SOURCE PASSAGE ::
□ □ □ □
As much as I want to affirm Sayers's understanding of work, I can't quite assent. Yes, there is something dignifying about work, and yes, it absolutely should entail "the full expression of one's faculties."
However, I jump off when Sayers writes that work is "the thing one lives to do." There is a structure and set of goods that fall outside of work on Sayers's account that isn't simply concordant with the good of work, but transcends it. The goods of family, friends, and church all make strong claims for precedence when their pursuit is incompatible with the pursuit of work in the way Sayers describes.
What's more, none other than C.S. Lewis disagrees with Sayers. In the little known essay "Our English Syllabus," he affirms the following by Aristotle:
'We wage war in order to have peace; we work in order to have leisure.' Neither [Aristotle nor Milton] would dispute that the purpose of education is to produce the good man and the good citizen, though it must be remembered that we are not here using the word 'good' in any narrowly ethical sense. The 'good man' here means the man of good taste and good feeling, the interesting and interested man, and almost the happy man...Vocational training, on the other hand, prepares the pupil not for leisure, but for work; it aims at making not a good man, but a good banker, a good electrician, a good scavenger, or a good surgeon. You see at once that education is essentially for freemen and vocational training for slaves.
□ □ □ □
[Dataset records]
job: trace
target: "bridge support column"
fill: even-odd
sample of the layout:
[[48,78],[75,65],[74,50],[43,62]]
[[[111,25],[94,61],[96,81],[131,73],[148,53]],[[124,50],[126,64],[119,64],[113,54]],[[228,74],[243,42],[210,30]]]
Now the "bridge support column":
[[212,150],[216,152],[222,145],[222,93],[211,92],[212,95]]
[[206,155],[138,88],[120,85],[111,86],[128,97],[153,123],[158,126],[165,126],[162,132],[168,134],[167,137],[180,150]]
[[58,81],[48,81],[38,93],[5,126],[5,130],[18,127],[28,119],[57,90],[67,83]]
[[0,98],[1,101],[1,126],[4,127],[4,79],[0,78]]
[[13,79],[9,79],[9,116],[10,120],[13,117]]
□ □ □ □
EXERCISES TO COMPLETE ::
**1)** In the passage on Sayers and work, which essay by C.S. Lewis is quoted?
**2)** List every occupation that the passage on Sayers and work names as an aim of vocational training.

RESPONSE LIST ::
**1)** "Our English Syllabus"

**2)** Banker, electrician, scavenger, surgeon